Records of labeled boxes
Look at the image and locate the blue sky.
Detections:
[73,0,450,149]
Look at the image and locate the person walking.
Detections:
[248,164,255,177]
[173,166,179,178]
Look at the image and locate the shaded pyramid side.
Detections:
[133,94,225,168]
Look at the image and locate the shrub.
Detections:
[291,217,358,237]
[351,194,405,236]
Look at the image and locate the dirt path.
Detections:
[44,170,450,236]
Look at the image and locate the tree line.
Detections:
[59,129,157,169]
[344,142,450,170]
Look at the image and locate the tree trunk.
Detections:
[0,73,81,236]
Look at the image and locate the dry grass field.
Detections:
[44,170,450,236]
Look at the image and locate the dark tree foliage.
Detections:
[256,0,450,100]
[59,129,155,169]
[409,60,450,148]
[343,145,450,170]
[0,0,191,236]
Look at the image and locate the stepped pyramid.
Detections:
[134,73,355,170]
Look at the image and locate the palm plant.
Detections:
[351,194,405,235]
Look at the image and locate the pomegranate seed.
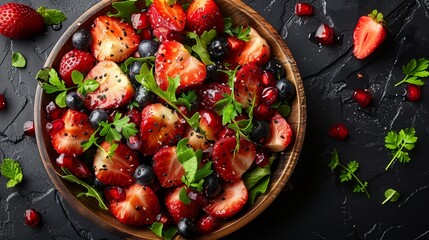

Goal:
Convert the lines above into a numbered list, skipping any blank lines and omitting the pictures.

Reply to the task:
1. Look at the image and locate the blue sky.
2. Detections:
3. [73,0,450,149]
4. Look at the image and locate the person walking.
5. Detections:
6. [248,164,255,177]
7. [173,166,179,178]
8. Look at the image and locate the shaded pyramid side.
9. Detections:
10. [133,94,225,168]
11. Look at the image and locate the shrub.
12. Detections:
13. [291,217,358,237]
14. [351,194,405,236]
15. Look at the image and locate the dirt path.
16. Detections:
17. [44,170,450,236]
18. Look at the image and locate the tree line.
19. Detections:
20. [59,129,157,169]
21. [344,142,450,170]
22. Look at the image and locate the tree trunk.
23. Detections:
24. [0,73,81,236]
25. Look at the image and locate the dry grass field.
26. Detections:
27. [44,170,450,236]
28. Look at the image and locate the dark tree foliage.
29. Detections:
30. [256,0,450,100]
31. [59,129,155,169]
32. [409,60,450,148]
33. [343,145,450,170]
34. [0,0,191,236]
35. Look at the image and locate the stepped pyramid.
36. Detections:
37. [134,73,355,170]
38. Look at the image and locate the palm plant.
39. Detections:
40. [351,194,405,235]
41. Look at the image and locate the pomegranate seed.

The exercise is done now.